* _BRIEF_: Rescale the items from the line containing "Point to the vehicle taillight." through the end of the items, both included, and write out every line again with the requests left unchanged. Multiply every coordinate in the answers by 0.85 and round each result to a whole number, rounding halves up.

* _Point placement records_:
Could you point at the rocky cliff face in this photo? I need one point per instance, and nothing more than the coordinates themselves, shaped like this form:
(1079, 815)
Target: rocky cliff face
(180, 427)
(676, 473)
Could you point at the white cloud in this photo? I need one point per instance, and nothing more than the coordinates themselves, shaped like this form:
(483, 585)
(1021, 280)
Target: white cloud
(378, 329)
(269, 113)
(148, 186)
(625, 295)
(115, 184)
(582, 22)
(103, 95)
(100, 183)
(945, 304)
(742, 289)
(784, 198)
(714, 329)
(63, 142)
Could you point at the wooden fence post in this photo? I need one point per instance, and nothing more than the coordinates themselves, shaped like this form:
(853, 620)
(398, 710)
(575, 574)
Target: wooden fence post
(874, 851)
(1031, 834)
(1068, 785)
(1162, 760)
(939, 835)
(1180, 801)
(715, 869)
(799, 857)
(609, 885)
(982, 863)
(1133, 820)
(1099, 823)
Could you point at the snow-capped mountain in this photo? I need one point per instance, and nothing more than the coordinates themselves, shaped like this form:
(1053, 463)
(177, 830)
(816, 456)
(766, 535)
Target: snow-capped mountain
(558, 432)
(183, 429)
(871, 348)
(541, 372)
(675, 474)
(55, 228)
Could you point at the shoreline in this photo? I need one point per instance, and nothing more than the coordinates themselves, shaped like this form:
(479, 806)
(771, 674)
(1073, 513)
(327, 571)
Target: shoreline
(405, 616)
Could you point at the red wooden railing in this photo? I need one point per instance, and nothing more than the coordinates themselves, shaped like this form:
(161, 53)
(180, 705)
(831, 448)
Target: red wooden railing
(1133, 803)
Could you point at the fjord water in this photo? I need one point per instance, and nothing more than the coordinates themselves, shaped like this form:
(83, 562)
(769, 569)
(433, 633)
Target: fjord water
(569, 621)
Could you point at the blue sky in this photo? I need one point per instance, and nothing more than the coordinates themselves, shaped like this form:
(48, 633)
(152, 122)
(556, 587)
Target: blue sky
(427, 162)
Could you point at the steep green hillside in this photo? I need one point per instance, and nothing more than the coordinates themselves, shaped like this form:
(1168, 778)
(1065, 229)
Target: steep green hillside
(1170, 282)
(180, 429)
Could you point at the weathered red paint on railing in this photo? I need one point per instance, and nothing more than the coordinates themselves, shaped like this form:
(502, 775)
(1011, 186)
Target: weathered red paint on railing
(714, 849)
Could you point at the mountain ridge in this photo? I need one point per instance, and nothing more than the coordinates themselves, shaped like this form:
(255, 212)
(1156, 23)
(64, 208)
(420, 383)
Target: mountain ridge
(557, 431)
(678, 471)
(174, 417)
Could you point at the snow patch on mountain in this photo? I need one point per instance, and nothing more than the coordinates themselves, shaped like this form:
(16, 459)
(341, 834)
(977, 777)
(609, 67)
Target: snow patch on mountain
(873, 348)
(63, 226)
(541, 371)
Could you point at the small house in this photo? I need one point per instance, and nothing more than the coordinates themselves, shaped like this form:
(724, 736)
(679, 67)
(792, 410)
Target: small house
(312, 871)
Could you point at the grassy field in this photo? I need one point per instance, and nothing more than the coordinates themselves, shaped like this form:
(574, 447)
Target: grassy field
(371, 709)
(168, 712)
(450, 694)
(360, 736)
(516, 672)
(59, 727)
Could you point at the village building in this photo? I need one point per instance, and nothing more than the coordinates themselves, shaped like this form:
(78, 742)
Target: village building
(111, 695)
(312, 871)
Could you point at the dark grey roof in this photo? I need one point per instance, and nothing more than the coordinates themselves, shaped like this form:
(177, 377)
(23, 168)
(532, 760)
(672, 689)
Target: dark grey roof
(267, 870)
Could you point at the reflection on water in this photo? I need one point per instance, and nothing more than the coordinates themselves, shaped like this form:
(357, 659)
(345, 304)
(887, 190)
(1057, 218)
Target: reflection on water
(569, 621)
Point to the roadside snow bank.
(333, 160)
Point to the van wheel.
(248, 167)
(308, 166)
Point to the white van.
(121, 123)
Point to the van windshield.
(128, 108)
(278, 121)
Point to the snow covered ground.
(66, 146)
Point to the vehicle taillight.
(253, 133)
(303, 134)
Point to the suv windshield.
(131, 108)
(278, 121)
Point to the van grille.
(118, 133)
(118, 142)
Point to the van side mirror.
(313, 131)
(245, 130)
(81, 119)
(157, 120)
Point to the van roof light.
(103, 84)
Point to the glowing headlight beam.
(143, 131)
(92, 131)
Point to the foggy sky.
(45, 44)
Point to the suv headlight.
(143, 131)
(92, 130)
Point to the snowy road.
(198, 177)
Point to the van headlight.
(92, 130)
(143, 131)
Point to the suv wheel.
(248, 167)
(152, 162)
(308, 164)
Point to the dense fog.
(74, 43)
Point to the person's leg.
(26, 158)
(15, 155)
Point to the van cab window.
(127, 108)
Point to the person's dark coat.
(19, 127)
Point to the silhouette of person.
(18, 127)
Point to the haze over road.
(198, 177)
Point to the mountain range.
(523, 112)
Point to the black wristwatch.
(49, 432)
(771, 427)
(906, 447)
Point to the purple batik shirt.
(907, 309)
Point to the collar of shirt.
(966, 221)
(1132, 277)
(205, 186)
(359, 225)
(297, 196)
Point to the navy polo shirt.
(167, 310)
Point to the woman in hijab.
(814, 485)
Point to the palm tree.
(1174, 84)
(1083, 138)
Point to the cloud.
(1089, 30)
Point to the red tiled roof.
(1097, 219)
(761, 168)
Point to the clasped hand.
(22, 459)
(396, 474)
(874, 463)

* _RESULT FOR THIS EXERCISE_:
Point to the vehicle taillight.
(215, 113)
(258, 114)
Point to the suv windshield.
(111, 92)
(236, 103)
Point to the van grille.
(100, 113)
(100, 121)
Point to the van side mirror.
(266, 111)
(208, 111)
(69, 101)
(133, 102)
Point to the van roof light.
(88, 71)
Point to the glowing headlight beam.
(122, 111)
(78, 111)
Point to the foggy sky.
(38, 37)
Point to the suv headlight.
(122, 111)
(78, 111)
Point to the snowy road.
(168, 150)
Point to the van headlight.
(78, 111)
(122, 111)
Point to the suv wheel.
(211, 142)
(129, 138)
(262, 139)
Point to the dense fog.
(63, 37)
Point to the person's leg.
(22, 134)
(13, 132)
Point to the van cab window.
(108, 92)
Point to the person's dark coat.
(16, 108)
Point to the silhouette of person.
(15, 108)
Point to the haze over road.
(168, 150)
Point to the mountain range.
(445, 95)
Point to the black wristwatch.
(42, 367)
(655, 363)
(770, 380)
Point to the purple batik shirt.
(771, 263)
Point to the collar of shirt.
(821, 188)
(962, 235)
(174, 158)
(305, 191)
(252, 167)
Point to the navy polo shirt.
(142, 264)
Point to the woman in hijab.
(692, 412)
Point to the palm tree.
(998, 71)
(921, 117)
Point to the cloud.
(926, 26)
Point to the red tiled roof.
(932, 186)
(647, 143)
Point to the clasped hand.
(19, 390)
(337, 403)
(743, 394)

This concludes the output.